WORK TO COMPLETE: Revise the part of the entries that opens with the line containing "Look at this image and find the trichome-covered" and continues through the end of the entries by replacing "image" with "photo" and leaving everything else unchanged. Give only that revised part, and leave the pictures out.
◆ ◆ ◆ ◆ ◆ ◆ ◆
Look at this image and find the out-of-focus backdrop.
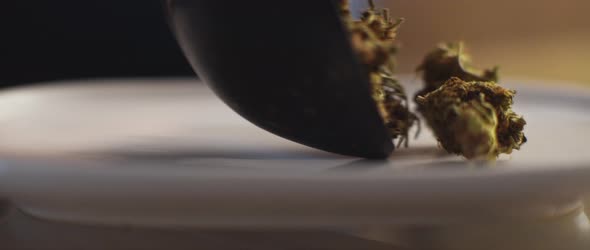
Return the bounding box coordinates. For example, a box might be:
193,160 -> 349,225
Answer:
380,0 -> 590,84
0,0 -> 590,87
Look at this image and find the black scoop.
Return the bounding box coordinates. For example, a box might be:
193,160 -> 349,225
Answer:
166,0 -> 394,158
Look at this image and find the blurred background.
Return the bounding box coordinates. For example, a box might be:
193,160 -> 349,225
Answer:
0,0 -> 590,87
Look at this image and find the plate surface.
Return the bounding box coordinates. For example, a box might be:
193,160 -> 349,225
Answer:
0,79 -> 590,227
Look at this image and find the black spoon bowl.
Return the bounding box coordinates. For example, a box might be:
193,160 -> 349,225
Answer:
166,0 -> 394,158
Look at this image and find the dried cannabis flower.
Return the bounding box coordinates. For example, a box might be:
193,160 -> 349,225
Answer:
416,42 -> 498,104
416,77 -> 527,160
339,0 -> 419,147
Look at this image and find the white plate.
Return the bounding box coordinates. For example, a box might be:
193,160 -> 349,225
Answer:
0,79 -> 590,227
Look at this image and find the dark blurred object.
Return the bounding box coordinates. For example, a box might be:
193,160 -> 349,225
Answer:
167,0 -> 394,158
0,0 -> 194,87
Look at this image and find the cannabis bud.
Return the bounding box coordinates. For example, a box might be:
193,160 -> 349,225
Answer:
416,42 -> 498,105
339,0 -> 419,147
417,77 -> 527,160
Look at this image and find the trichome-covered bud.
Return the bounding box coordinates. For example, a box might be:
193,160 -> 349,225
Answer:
416,77 -> 526,160
339,0 -> 418,146
416,42 -> 498,103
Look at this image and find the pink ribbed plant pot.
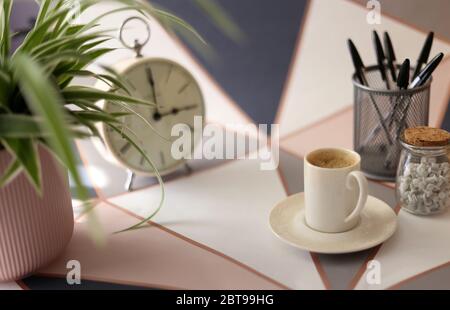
◆ ◆ ◆ ◆ ◆ ◆ ◆
FINAL RESULT:
Look at this photo and find the trichome-covered bud.
Return the bounding box coordinates. For example, a box might be:
193,160 -> 349,225
Answer:
416,77 -> 526,160
339,0 -> 418,146
416,42 -> 498,103
Look at this photo and find the pink ribbed plant pot.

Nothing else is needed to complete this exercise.